Repeat every record below exactly, but leave out any pictures.
# SUPPLIED MATERIAL start
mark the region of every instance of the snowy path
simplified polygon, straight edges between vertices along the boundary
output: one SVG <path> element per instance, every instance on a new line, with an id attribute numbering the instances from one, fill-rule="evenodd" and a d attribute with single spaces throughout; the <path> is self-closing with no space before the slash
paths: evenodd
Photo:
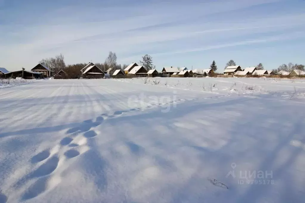
<path id="1" fill-rule="evenodd" d="M 222 86 L 210 92 L 177 79 L 3 89 L 0 203 L 302 202 L 304 99 L 275 93 L 293 94 L 293 85 L 239 96 L 229 79 L 201 79 Z"/>

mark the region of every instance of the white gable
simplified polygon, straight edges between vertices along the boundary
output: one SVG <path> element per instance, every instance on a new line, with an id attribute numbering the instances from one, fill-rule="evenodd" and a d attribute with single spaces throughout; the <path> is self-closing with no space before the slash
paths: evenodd
<path id="1" fill-rule="evenodd" d="M 135 65 L 136 66 L 138 66 L 138 64 L 137 64 L 136 63 L 132 63 L 131 64 L 130 64 L 130 65 L 129 65 L 129 66 L 127 66 L 126 68 L 125 68 L 125 69 L 124 69 L 124 71 L 129 71 L 129 69 L 130 69 L 130 68 L 131 68 L 132 67 L 132 66 L 134 66 Z"/>
<path id="2" fill-rule="evenodd" d="M 180 72 L 178 68 L 174 67 L 164 67 L 163 68 L 165 69 L 165 72 L 167 72 L 173 73 Z"/>
<path id="3" fill-rule="evenodd" d="M 249 72 L 251 73 L 252 73 L 254 72 L 256 69 L 256 67 L 248 67 L 245 68 L 245 70 L 244 70 L 246 71 L 249 71 Z"/>

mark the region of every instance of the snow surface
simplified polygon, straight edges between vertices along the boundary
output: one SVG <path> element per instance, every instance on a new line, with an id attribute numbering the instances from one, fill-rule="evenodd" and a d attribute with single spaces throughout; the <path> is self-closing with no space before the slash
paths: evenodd
<path id="1" fill-rule="evenodd" d="M 145 80 L 2 89 L 0 202 L 303 201 L 305 80 Z"/>
<path id="2" fill-rule="evenodd" d="M 20 78 L 16 79 L 0 79 L 0 89 L 13 87 L 18 85 L 32 82 L 34 80 L 26 80 Z M 0 98 L 1 99 L 1 98 Z M 0 202 L 1 203 L 1 202 Z"/>

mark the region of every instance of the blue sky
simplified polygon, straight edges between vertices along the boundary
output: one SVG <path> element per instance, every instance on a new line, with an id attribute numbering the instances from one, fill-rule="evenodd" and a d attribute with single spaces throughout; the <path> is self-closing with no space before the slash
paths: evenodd
<path id="1" fill-rule="evenodd" d="M 0 0 L 0 67 L 30 69 L 61 53 L 66 64 L 138 62 L 157 69 L 305 63 L 303 0 Z"/>

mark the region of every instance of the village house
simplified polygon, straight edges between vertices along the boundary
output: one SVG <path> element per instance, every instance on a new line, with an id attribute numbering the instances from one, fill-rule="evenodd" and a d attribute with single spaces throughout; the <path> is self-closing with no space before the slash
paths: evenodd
# SUPPLIED MATERIAL end
- IN RESPONSE -
mark the region of every instance of the snowy path
simplified polygon, straight edges between vertices along the boundary
output: one SVG <path> element per instance, every instance on a new line, with an id attribute numbering the instances from one, fill-rule="evenodd" and a d attribute with single spaces throughout; the <path> is self-closing with no space before the slash
paths: evenodd
Photo:
<path id="1" fill-rule="evenodd" d="M 222 86 L 210 92 L 177 79 L 3 89 L 0 203 L 302 202 L 304 99 L 275 93 L 293 94 L 293 85 L 239 96 L 229 79 L 201 79 Z"/>

mark the region of every instance of the white gable
simplified polygon, straight edges between vertices along the boundary
output: one SVG <path> element per instance, every instance on a new line, with an id attribute numbering the instances from one, fill-rule="evenodd" and a d attribute with single spaces throughout; the <path> is self-closing with no space before the slash
paths: evenodd
<path id="1" fill-rule="evenodd" d="M 135 65 L 136 66 L 138 66 L 138 64 L 137 64 L 136 63 L 132 63 L 131 64 L 130 64 L 130 65 L 129 65 L 129 66 L 127 66 L 126 68 L 125 68 L 125 69 L 124 69 L 124 71 L 129 71 L 129 69 L 130 69 L 130 68 L 131 68 L 132 67 L 132 66 L 134 66 Z"/>
<path id="2" fill-rule="evenodd" d="M 180 72 L 178 68 L 174 67 L 164 67 L 163 68 L 165 69 L 165 72 L 167 72 L 173 73 Z"/>
<path id="3" fill-rule="evenodd" d="M 249 72 L 251 73 L 252 73 L 254 72 L 256 69 L 256 67 L 248 67 L 245 68 L 245 70 L 244 70 L 246 71 L 249 71 Z"/>

mark the region of every instance of the snow surface
simplified polygon, straight edges between vertices along the boundary
output: one SVG <path> element per instance, every instance on a new line, with an id attribute numbering the instances from one, fill-rule="evenodd" and a d attribute with single spaces throughout; the <path> is self-closing with no space before the slash
paths: evenodd
<path id="1" fill-rule="evenodd" d="M 145 80 L 2 89 L 0 202 L 303 201 L 305 80 Z"/>
<path id="2" fill-rule="evenodd" d="M 20 78 L 16 79 L 0 79 L 0 89 L 13 87 L 18 85 L 32 82 L 34 80 L 26 80 Z M 0 98 L 1 99 L 1 98 Z M 0 202 L 1 203 L 1 202 Z"/>

mark the region of every instance of the blue sky
simplified polygon, straight edges between vertices along the boundary
output: one SVG <path> element per instance, every instance on a new line, with an id attribute numbering the instances from one, fill-rule="evenodd" and a d attribute with single spaces throughout; the <path> is self-closing with no space before the slash
paths: evenodd
<path id="1" fill-rule="evenodd" d="M 0 0 L 0 67 L 30 69 L 61 53 L 66 64 L 138 62 L 157 69 L 305 63 L 303 0 Z"/>

mark the region of every instance of the village house
simplified polygon, straight edges between vertices along the boundary
output: one SVG <path> element per instance, every instance on a new line, with an id attribute numbering the instances from one, fill-rule="evenodd" and a d attribute with single spaces throughout; the <path> is self-closing with no space before the slash
paths: evenodd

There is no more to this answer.